▶ [FRAGMENTO]:
++++++++++
Para los solicitantes de asilo que ya estaban en Europa, Bruselas proponía una fórmula de reparto teniendo en cuenta el PIB, la población, la tasa de paro y los esfuerzos previos de cada país. Así, por ejemplo, Alemania debería asumir el 18,42% de una cantidad entonces no determinada. Francia, el 14,17%; Italia, el 11,85%; España, el 9,1%, etc. La propuesta encontró reticencias inmediatamente. España, por ejemplo, objetaba, regateando por unas decenas de personas, que la fórmula debía ponderar más la tasa de desempleo de los países. Los del Este, por razones puramente ideológicas, se negaban a que fuera la Comisión la que tuviese la última palabra sobre quién tiene derecho a ir a un país. Hubo choque, pero en julio, al final y sin consenso, los ministros dieron el ok.

En verano la situación fue a peor. Las llegadas se multiplicaron y a pesar de las objeciones, del enconamiento político, el equipo de Jean-Claude Juncker redobló su apuesta: de 60.000 personas pasó a proponer cuotas para 120.000. La UE quería consenso y hubo división. Quería solidaridad y encontró un enquistamiento. Sin unanimidad, teniendo que votar en un tema crítico, y con la posición en contra de Hungría, Rumanía, República Checa y Eslovaquia, se logró sacar adelante la idea, pero a un precio muy alto.
++++++++++
Datos de localización de puntos
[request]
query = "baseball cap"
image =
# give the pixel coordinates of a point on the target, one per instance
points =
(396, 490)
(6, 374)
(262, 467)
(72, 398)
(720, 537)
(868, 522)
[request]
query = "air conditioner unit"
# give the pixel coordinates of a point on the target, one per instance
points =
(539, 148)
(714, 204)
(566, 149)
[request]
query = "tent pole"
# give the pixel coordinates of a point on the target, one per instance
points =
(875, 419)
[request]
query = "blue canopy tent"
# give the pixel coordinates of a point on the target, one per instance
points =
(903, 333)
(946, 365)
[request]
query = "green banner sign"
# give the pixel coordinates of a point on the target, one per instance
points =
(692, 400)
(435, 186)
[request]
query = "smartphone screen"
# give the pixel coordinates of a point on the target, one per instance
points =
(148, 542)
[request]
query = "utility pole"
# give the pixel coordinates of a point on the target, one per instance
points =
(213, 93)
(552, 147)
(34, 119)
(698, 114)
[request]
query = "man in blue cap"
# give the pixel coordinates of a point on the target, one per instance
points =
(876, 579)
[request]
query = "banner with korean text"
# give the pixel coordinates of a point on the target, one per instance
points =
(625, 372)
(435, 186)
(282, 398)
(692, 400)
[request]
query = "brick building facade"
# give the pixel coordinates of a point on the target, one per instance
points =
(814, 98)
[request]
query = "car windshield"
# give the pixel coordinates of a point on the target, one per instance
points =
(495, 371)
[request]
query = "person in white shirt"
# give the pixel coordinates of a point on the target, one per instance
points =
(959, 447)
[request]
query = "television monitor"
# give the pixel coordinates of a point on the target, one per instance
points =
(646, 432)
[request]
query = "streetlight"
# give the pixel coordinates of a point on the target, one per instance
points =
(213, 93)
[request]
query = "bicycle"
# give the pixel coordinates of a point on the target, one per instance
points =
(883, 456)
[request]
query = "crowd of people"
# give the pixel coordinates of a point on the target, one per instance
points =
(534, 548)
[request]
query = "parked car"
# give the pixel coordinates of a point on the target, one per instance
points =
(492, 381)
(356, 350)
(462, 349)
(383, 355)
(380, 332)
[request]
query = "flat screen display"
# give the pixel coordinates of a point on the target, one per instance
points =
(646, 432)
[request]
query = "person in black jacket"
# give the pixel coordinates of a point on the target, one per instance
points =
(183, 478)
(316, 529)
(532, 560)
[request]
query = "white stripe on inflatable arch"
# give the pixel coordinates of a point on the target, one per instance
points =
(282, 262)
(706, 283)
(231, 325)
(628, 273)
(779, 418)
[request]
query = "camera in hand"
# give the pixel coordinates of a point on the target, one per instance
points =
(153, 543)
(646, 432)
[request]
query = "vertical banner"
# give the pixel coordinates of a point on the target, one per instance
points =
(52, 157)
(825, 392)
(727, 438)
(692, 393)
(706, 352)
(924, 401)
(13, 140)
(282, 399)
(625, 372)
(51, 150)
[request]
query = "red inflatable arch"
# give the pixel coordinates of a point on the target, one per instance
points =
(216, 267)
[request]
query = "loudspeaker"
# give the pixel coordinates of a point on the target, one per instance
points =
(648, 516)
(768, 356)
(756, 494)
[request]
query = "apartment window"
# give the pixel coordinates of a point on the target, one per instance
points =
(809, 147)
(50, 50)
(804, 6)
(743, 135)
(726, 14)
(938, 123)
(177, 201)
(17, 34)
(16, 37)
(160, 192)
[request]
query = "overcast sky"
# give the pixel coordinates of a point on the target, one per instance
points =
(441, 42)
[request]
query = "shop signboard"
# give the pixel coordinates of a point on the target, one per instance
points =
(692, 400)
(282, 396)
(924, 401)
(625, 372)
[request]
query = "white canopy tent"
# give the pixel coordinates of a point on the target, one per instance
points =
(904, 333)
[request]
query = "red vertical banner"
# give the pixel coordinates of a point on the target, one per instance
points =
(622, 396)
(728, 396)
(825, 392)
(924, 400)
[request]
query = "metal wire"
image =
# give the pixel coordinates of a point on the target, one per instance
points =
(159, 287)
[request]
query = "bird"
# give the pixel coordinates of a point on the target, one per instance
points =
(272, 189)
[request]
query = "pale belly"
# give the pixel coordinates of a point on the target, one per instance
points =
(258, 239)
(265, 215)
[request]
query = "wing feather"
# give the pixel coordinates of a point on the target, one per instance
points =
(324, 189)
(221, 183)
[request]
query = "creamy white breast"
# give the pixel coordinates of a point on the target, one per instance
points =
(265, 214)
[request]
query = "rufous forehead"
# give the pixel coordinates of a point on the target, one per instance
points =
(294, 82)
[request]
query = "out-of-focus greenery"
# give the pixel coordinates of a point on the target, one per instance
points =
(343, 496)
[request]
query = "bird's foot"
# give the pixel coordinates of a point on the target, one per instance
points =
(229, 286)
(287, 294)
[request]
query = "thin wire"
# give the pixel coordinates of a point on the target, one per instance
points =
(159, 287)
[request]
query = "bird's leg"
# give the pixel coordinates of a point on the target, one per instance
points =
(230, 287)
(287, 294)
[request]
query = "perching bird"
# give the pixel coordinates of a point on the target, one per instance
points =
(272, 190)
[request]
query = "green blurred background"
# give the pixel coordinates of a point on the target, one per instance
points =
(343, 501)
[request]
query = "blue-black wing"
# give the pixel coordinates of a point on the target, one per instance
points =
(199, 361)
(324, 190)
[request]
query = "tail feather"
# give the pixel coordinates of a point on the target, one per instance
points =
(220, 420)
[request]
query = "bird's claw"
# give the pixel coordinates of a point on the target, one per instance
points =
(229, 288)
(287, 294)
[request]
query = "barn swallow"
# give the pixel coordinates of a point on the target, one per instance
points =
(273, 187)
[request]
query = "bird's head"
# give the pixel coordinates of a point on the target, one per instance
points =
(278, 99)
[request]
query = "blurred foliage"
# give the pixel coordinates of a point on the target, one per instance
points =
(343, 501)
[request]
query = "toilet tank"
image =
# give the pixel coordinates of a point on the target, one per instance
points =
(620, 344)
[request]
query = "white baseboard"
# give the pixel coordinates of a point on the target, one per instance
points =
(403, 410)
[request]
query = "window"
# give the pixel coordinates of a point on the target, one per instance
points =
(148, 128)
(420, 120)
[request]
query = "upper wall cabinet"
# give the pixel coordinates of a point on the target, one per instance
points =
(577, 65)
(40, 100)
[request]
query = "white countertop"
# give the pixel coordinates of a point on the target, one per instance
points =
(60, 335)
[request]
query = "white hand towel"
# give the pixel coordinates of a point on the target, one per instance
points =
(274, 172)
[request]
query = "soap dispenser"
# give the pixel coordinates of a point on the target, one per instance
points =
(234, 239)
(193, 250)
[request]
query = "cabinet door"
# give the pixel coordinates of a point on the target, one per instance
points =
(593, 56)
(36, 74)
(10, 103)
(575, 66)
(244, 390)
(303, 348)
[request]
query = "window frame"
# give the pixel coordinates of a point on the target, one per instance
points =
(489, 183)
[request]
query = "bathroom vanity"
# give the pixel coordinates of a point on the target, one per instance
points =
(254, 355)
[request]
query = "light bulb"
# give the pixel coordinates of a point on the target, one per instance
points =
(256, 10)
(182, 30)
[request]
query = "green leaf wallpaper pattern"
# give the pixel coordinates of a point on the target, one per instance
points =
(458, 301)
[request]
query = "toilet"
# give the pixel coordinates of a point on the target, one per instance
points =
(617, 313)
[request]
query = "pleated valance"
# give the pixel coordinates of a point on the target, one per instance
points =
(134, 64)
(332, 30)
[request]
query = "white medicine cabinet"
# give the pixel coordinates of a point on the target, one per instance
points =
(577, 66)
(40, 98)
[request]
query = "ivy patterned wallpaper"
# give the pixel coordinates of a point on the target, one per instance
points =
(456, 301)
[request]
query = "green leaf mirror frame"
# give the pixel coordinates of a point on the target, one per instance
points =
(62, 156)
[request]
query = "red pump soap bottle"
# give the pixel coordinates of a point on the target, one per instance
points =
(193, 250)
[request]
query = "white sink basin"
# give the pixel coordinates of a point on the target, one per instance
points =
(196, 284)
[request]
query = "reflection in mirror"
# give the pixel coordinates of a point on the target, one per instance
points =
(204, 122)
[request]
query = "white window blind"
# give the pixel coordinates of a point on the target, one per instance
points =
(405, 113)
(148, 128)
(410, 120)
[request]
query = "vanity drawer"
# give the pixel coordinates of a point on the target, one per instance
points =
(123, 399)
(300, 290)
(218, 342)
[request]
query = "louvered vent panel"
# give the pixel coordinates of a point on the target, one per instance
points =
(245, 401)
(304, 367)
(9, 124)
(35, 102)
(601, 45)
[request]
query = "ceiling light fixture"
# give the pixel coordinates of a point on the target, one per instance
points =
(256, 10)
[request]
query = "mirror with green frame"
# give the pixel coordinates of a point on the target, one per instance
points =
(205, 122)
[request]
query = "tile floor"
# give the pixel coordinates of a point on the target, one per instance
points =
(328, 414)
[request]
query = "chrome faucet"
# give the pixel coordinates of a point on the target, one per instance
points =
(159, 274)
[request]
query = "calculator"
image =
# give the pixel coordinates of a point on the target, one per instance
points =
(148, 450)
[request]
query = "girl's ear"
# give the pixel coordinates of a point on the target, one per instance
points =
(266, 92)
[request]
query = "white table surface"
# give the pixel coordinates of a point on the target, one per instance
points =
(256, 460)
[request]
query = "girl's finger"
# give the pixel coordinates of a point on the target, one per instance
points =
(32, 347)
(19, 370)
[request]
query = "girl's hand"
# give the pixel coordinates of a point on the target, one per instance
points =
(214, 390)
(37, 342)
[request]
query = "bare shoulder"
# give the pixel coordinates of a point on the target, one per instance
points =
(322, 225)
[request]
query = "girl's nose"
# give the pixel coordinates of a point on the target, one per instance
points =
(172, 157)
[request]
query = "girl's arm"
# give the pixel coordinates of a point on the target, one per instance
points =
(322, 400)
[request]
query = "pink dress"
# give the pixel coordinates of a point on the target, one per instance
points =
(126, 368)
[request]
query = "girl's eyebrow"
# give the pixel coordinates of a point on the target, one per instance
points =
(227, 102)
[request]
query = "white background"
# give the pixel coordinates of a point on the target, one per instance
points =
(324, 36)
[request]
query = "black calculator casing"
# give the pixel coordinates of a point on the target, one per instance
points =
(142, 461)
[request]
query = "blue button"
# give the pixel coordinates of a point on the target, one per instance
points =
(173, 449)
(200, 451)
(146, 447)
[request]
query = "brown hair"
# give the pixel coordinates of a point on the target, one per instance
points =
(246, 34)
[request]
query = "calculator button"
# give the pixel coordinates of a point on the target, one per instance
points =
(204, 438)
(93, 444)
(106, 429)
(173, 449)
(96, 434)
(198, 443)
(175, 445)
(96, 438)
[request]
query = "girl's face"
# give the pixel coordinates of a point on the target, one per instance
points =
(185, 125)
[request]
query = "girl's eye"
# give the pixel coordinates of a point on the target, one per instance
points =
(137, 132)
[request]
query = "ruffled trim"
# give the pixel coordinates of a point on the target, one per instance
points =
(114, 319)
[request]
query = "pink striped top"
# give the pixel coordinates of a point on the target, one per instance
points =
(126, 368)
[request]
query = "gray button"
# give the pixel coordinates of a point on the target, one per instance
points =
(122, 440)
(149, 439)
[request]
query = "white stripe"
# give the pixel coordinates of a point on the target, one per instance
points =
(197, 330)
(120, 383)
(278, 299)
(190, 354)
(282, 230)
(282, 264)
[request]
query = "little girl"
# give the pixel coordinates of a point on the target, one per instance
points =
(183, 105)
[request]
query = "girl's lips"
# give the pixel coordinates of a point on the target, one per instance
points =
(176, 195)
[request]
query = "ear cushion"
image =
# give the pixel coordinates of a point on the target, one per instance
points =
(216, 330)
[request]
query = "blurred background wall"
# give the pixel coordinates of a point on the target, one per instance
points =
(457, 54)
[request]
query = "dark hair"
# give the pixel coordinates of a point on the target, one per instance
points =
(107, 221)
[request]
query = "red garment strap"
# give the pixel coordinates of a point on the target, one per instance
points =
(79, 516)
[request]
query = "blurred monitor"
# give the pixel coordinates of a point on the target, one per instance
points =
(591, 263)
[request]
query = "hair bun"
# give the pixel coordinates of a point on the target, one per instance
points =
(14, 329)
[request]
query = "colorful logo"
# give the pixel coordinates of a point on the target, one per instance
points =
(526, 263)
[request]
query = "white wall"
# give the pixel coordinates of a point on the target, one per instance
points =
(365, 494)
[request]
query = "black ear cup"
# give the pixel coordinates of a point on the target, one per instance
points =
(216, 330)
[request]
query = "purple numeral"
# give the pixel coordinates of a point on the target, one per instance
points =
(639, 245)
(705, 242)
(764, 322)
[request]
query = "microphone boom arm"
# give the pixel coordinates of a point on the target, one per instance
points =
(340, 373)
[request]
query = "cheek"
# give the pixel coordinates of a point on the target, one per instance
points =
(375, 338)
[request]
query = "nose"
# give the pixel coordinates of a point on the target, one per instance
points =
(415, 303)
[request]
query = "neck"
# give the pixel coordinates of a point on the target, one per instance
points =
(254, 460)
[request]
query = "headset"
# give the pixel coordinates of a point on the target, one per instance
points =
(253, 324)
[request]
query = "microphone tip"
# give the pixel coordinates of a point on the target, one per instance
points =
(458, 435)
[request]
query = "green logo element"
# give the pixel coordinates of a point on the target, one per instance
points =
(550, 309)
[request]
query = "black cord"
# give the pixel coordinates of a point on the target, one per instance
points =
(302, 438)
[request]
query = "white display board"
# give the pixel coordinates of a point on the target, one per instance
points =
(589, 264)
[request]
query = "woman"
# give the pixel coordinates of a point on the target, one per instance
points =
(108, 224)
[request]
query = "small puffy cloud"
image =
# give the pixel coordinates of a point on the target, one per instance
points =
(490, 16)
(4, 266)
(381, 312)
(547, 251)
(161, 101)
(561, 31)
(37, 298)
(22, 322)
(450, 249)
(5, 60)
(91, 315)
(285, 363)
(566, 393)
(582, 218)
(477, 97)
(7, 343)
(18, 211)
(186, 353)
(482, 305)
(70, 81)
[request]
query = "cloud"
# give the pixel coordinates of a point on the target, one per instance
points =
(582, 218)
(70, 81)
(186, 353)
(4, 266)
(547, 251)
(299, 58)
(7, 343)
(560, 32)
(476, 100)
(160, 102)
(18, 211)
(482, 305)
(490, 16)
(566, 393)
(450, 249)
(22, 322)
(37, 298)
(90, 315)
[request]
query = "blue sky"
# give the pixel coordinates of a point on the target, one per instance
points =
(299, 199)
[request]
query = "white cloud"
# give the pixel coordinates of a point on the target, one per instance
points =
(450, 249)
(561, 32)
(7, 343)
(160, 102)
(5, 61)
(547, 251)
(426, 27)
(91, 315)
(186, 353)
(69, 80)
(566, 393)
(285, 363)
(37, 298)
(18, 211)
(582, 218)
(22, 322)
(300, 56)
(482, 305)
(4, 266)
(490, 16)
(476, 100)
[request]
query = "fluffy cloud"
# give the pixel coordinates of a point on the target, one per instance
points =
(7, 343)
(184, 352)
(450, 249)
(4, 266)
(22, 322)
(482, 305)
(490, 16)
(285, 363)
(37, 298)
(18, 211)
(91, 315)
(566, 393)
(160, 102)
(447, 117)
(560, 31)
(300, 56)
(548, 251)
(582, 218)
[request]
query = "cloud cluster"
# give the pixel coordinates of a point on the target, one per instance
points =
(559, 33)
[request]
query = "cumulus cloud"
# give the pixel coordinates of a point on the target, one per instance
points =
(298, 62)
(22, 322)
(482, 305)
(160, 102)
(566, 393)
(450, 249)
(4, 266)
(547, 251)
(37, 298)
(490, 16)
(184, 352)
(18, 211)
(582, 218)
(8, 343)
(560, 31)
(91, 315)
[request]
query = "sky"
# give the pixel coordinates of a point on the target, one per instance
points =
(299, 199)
++++++++++
▶ [REQUISITOS DE LA TAREA]:
Reproduce palabra por palabra el fragmento completo sobre el reparto de solicitantes de asilo en la Unión Europea. Estos datos provienen de otra fuente.

▶ [EJERCICIO RESUELTO]:
Para los solicitantes de asilo que ya estaban en Europa, Bruselas proponía una fórmula de reparto teniendo en cuenta el PIB, la población, la tasa de paro y los esfuerzos previos de cada país. Así, por ejemplo, Alemania debería asumir el 18,42% de una cantidad entonces no determinada. Francia, el 14,17%; Italia, el 11,85%; España, el 9,1%, etc. La propuesta encontró reticencias inmediatamente. España, por ejemplo, objetaba, regateando por unas decenas de personas, que la fórmula debía ponderar más la tasa de desempleo de los países. Los del Este, por razones puramente ideológicas, se negaban a que fuera la Comisión la que tuviese la última palabra sobre quién tiene derecho a ir a un país. Hubo choque, pero en julio, al final y sin consenso, los ministros dieron el ok.

En verano la situación fue a peor. Las llegadas se multiplicaron y a pesar de las objeciones, del enconamiento político, el equipo de Jean-Claude Juncker redobló su apuesta: de 60.000 personas pasó a proponer cuotas para 120.000. La UE quería consenso y hubo división. Quería solidaridad y encontró un enquistamiento. Sin unanimidad, teniendo que votar en un tema crítico, y con la posición en contra de Hungría, Rumanía, República Checa y Eslovaquia, se logró sacar adelante la idea, pero a un precio muy alto.